Align before Fuse: Vision and Language Representation Learning with Momentum Distillation

Overview

Align before Fuse: Vision and Language Representation Learning with Momentum Distillation (Salesforce Research)

This is the official PyTorch implementation of the ALBEF paper [Blog]. This repository supports pre-training on custom datasets, as well as finetuning on VQA, SNLI-VE, NLVR2, Image-Text Retrieval on MSCOCO and Flickr30k, and visual grounding on RefCOCO+. Pre-trained and finetuned checkpoints are released.

Requirements:

  • pytorch 1.8.0
  • transformers 4.8.1
  • timm 0.4.9

Download:

Visualization:

We provide code in visualize.ipynb to visualize the important areas in an image for each word in a text. Here is an example visualization using the visual grounding checkpoint.

━━━━━━━━

### TO DO
According to the ALBEF overview, which version of transformers is required? Answer from the ALBEF text only.

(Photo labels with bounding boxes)

━━━━━━━━

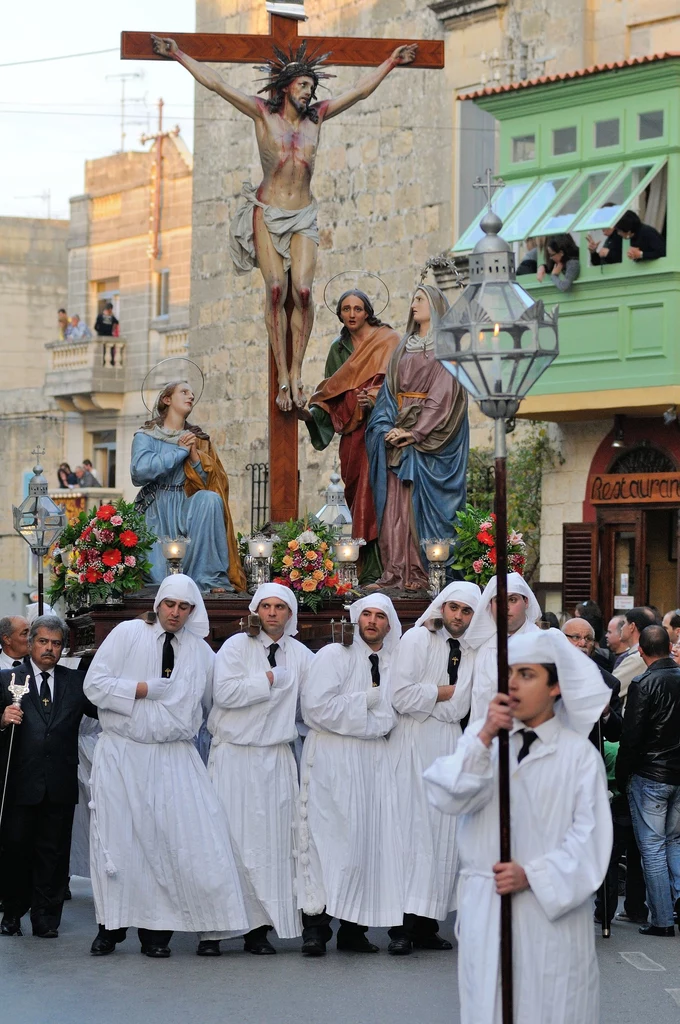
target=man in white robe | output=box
[465,572,541,722]
[425,629,611,1024]
[298,594,403,956]
[208,583,312,954]
[387,581,481,956]
[84,573,248,958]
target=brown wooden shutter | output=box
[562,522,597,615]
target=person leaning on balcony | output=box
[56,309,69,341]
[63,313,92,341]
[586,203,623,266]
[536,234,581,292]
[614,210,666,263]
[94,302,119,338]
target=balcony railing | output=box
[45,338,126,411]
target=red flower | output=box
[95,505,116,521]
[101,548,123,565]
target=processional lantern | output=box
[12,447,68,615]
[432,170,559,1024]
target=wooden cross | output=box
[121,0,443,522]
[472,167,505,210]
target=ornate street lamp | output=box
[12,447,68,615]
[432,170,558,1024]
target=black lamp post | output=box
[432,171,558,1024]
[12,447,67,615]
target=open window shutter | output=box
[562,522,597,615]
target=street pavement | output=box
[6,879,680,1024]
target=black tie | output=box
[40,672,52,712]
[161,633,175,679]
[449,637,461,686]
[267,643,279,669]
[517,729,539,764]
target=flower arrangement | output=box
[454,505,526,587]
[47,500,156,607]
[271,516,351,611]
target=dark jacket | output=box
[0,658,97,806]
[631,224,666,260]
[588,658,624,753]
[590,231,624,266]
[617,657,680,793]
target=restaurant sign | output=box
[587,473,680,506]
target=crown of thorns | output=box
[255,40,336,95]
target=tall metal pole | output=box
[494,417,513,1024]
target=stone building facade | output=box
[188,0,680,583]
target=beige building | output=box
[0,135,193,614]
[188,0,680,582]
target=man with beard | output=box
[465,572,541,722]
[0,615,97,939]
[208,583,312,954]
[298,290,399,584]
[298,594,403,956]
[387,582,481,956]
[152,36,416,412]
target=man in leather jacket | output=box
[617,626,680,937]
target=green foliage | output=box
[468,423,564,583]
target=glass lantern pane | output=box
[453,178,536,253]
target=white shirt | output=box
[31,658,54,700]
[0,650,23,669]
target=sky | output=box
[0,0,196,219]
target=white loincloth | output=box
[229,181,318,273]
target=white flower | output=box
[295,529,322,544]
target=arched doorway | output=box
[563,421,680,618]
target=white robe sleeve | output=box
[83,624,145,718]
[213,637,271,708]
[300,644,394,739]
[390,626,438,722]
[423,723,496,814]
[522,744,612,921]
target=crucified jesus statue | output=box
[152,36,416,412]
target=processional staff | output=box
[0,672,30,827]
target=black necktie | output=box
[448,637,461,686]
[40,672,52,711]
[517,729,539,764]
[161,633,175,679]
[267,643,279,669]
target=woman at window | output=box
[536,234,581,292]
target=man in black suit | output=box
[0,615,97,939]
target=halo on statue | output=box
[140,355,206,416]
[324,270,389,316]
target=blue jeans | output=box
[628,775,680,928]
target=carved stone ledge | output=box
[427,0,508,29]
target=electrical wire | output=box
[0,46,119,68]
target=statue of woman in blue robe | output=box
[366,285,470,590]
[130,381,246,593]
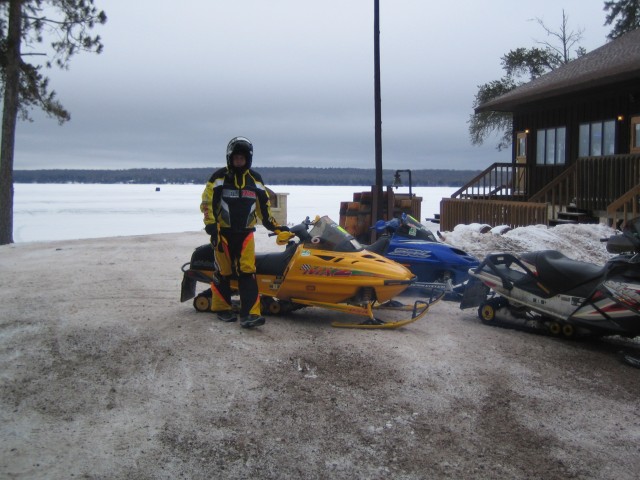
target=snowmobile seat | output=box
[363,235,391,255]
[256,245,296,276]
[522,250,606,298]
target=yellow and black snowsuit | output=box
[200,167,279,316]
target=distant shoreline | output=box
[13,166,480,187]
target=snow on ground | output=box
[443,224,616,264]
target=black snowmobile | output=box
[460,219,640,337]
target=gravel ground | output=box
[0,233,640,480]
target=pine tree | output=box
[604,0,640,40]
[0,0,107,245]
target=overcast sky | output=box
[15,0,610,172]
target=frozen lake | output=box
[13,183,457,242]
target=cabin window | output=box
[536,127,567,165]
[578,120,616,157]
[631,117,640,153]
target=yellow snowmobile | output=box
[180,216,444,328]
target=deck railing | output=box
[451,163,527,200]
[440,154,640,230]
[440,198,549,231]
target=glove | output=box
[276,229,296,245]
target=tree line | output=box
[14,167,480,187]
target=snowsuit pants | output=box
[211,232,260,316]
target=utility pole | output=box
[371,0,384,226]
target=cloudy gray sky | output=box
[15,0,610,172]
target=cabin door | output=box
[513,132,527,195]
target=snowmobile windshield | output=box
[397,215,438,242]
[304,216,364,252]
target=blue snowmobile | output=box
[365,213,480,296]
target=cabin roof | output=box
[475,28,640,113]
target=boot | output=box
[216,310,238,322]
[240,315,265,328]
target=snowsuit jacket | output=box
[200,167,278,235]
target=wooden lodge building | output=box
[440,29,640,230]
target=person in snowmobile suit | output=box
[200,137,289,328]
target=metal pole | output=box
[371,0,384,221]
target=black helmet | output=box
[227,137,253,169]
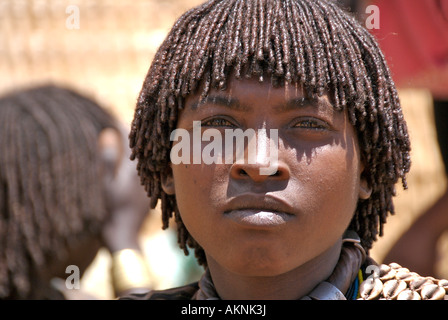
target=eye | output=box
[293,118,329,130]
[201,118,235,128]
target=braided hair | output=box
[0,86,115,299]
[130,0,410,265]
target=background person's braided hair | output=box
[130,0,410,265]
[0,86,116,299]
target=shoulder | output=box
[119,282,199,300]
[359,263,448,300]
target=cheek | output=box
[173,165,228,235]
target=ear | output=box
[160,165,175,196]
[359,165,373,200]
[359,179,372,200]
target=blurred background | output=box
[0,0,448,298]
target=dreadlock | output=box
[130,0,410,265]
[0,86,115,299]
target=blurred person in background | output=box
[371,0,448,275]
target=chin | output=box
[226,250,289,277]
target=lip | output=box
[224,194,295,229]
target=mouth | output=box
[224,195,295,229]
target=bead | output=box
[397,289,422,300]
[395,271,419,283]
[437,279,448,294]
[421,284,445,300]
[359,278,383,300]
[389,262,401,269]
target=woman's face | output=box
[163,79,365,276]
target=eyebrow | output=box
[275,97,331,112]
[191,95,331,112]
[191,95,251,111]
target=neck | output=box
[207,241,341,300]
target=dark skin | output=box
[162,78,371,300]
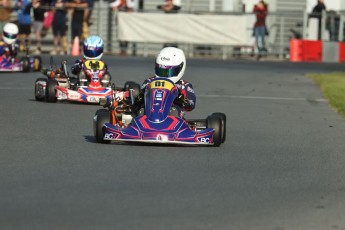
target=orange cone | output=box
[71,37,80,56]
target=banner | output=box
[118,12,252,46]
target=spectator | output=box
[0,22,19,67]
[109,0,134,56]
[50,0,67,55]
[326,10,340,41]
[157,0,181,13]
[31,0,45,54]
[15,0,32,51]
[311,0,326,40]
[253,1,268,60]
[0,0,12,30]
[157,0,181,48]
[66,0,88,49]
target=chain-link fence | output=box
[1,0,345,59]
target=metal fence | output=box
[2,0,345,59]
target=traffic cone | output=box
[71,37,80,56]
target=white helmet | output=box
[155,47,186,83]
[2,22,18,44]
[84,35,104,60]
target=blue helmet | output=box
[84,35,104,60]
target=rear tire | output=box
[93,109,111,144]
[206,115,222,147]
[20,57,31,72]
[212,113,226,143]
[46,79,58,103]
[35,78,47,101]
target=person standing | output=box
[311,0,326,40]
[253,1,268,60]
[66,0,88,49]
[31,0,45,54]
[0,0,12,29]
[15,0,32,51]
[109,0,134,56]
[50,0,67,55]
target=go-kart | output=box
[0,39,42,72]
[93,78,226,146]
[35,58,140,104]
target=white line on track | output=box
[0,87,34,90]
[197,94,327,102]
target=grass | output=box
[307,73,345,118]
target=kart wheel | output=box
[46,79,58,102]
[95,109,109,116]
[124,81,141,98]
[35,78,47,101]
[93,109,111,144]
[20,57,31,72]
[206,115,222,147]
[34,56,42,71]
[212,113,226,143]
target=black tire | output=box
[206,115,222,147]
[20,57,31,72]
[124,81,141,98]
[93,109,111,144]
[46,79,58,103]
[212,113,226,143]
[33,56,42,71]
[95,109,109,116]
[35,78,47,101]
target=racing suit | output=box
[0,40,19,66]
[71,58,111,87]
[135,77,196,117]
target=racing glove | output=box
[71,60,83,75]
[174,93,188,108]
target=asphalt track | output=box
[0,54,345,230]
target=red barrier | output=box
[290,39,322,62]
[290,39,303,62]
[339,42,345,62]
[302,40,322,62]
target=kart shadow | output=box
[84,136,212,148]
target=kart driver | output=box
[0,23,19,65]
[135,47,196,117]
[71,35,111,87]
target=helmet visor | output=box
[155,63,183,78]
[84,46,103,58]
[4,31,17,39]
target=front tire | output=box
[93,109,111,144]
[46,79,58,103]
[206,115,222,147]
[212,113,226,143]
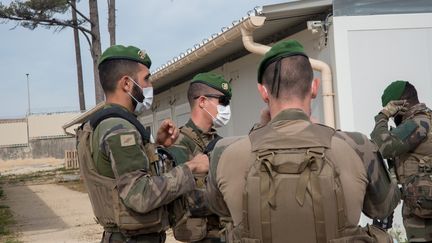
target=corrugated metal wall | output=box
[0,112,80,147]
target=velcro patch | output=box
[120,134,136,147]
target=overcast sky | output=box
[0,0,286,118]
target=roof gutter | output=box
[150,16,265,86]
[241,21,335,128]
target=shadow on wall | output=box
[0,137,76,160]
[4,186,67,233]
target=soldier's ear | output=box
[311,78,321,99]
[118,76,133,92]
[197,96,206,108]
[257,84,269,103]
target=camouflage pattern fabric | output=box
[92,105,195,228]
[208,109,400,241]
[168,119,216,164]
[336,131,400,219]
[371,103,432,242]
[168,119,220,242]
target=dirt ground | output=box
[0,158,64,175]
[0,160,177,243]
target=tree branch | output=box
[67,1,92,24]
[0,15,93,36]
[80,30,91,49]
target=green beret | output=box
[258,40,308,83]
[98,45,151,68]
[381,80,408,107]
[191,73,232,99]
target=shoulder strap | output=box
[203,134,222,154]
[180,126,205,150]
[89,106,150,144]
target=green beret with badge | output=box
[258,40,308,84]
[381,80,408,107]
[98,45,151,68]
[191,73,232,99]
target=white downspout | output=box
[241,16,335,128]
[309,58,336,128]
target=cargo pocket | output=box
[173,218,207,242]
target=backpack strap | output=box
[180,126,206,151]
[89,106,159,171]
[257,147,327,242]
[203,134,222,154]
[89,106,150,144]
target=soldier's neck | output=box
[191,111,213,132]
[106,95,134,112]
[269,99,311,119]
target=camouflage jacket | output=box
[168,119,219,235]
[371,103,432,181]
[92,104,195,213]
[208,109,400,227]
[168,119,218,164]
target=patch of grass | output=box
[0,187,21,243]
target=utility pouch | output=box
[403,173,432,219]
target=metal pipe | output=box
[309,58,336,128]
[150,16,265,82]
[241,19,335,128]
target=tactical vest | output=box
[396,108,432,219]
[238,124,392,243]
[396,109,432,180]
[77,108,168,235]
[170,126,221,242]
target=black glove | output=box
[372,212,394,230]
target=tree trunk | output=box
[107,0,116,46]
[89,0,104,104]
[71,0,85,111]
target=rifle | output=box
[372,159,396,230]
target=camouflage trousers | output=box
[101,231,166,243]
[402,204,432,242]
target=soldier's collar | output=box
[402,103,429,120]
[270,109,310,123]
[186,119,216,135]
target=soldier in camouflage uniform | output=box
[77,45,208,243]
[207,40,400,243]
[371,80,432,242]
[169,73,231,242]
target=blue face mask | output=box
[128,77,153,115]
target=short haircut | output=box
[188,83,219,107]
[400,82,419,105]
[99,59,139,94]
[263,56,313,100]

━━━━━━━━

### RESPONSE TO THE TASK
Transformers 4.8.1.